===== ENTRIES PROVIDED

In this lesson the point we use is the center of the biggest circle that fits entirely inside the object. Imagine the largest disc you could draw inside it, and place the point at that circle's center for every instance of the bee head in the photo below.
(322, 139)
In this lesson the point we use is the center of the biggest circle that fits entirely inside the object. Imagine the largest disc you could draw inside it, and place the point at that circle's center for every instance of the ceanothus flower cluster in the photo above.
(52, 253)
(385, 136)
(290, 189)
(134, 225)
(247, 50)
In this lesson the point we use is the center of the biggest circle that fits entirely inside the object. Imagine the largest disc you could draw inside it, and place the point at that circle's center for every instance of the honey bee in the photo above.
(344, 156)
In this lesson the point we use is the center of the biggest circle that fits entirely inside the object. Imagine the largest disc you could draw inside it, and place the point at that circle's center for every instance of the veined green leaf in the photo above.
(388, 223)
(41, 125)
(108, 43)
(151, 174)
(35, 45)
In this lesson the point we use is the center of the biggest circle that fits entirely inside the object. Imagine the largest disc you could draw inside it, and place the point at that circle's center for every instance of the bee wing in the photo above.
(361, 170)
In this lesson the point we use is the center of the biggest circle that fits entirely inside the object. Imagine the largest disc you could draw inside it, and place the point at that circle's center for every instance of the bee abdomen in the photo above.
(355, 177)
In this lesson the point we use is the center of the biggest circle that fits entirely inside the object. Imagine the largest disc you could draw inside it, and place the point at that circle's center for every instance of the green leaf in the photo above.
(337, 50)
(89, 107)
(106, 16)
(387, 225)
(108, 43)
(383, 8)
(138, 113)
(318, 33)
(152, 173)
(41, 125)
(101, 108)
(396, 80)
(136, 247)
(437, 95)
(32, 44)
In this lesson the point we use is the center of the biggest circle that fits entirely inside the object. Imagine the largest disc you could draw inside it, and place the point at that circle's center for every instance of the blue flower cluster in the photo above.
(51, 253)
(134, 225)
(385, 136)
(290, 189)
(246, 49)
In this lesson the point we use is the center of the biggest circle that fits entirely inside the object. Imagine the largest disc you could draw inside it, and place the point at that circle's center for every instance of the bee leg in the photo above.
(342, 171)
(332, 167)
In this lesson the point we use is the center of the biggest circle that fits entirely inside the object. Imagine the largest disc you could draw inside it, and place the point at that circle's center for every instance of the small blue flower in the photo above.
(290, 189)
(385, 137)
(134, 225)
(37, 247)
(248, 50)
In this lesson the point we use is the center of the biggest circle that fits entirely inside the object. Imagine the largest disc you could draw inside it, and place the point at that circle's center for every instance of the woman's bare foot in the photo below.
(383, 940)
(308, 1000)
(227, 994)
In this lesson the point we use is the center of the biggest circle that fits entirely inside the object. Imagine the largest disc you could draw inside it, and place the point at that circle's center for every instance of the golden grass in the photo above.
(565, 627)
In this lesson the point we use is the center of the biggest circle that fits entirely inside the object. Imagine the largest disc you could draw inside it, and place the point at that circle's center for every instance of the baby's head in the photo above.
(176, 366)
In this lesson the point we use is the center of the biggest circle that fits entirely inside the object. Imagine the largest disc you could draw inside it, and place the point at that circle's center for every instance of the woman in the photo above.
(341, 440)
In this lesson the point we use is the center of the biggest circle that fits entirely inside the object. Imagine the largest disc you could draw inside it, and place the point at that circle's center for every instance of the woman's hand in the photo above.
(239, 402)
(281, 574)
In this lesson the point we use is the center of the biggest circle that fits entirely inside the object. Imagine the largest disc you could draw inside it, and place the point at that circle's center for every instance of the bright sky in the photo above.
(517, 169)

==========

AIM OF THE EXERCISE: Copy the listing word for word, starting at the line that contains "foot in the photo below." and continuing through the last line of the listing.

OUTPUT FOR THIS EXERCISE:
In this lesson the point we use is the center of the biggest circle that fits entirely inside the object. Imagine the largest disc you could draw inside it, and place the point at that circle's center for every instance of the woman's bare foot in the photo below.
(383, 940)
(308, 1000)
(227, 994)
In this lesson the point we use is the center of the biggest circle that fits entirely inside the object. Imagine the largest disc you could draw inside it, and place the point at that circle's center for every instance of the golden grass in the photo above.
(565, 627)
In this lesson the point we use is the center of the biggest circle that fits entirely inside the object. Imagine the largest disc you could draw inside it, and place the point at that circle's center for every instance of the baby's head in the photo above.
(176, 366)
In this lesson the point we use is the center of the biggest circle that fits entirely inside the object. Imagine the largest disc you could draw inside it, and place the point at that circle's center for every instance of the woman in the photo above.
(341, 440)
In this lesson the point we use is the center of the biggest circle that fits entirely inside the object. Imagine the largest disc you could draw inside it, and place the point at that circle's center for every instance of the woman's hand in the photo above.
(239, 402)
(281, 574)
In this lesson the point we use is the center of the biggest circle that fits entirely inside the object. Imagine the largest disc you could draw inside it, and place the point at that circle's center for every instance of the bright sky in the photo above.
(517, 169)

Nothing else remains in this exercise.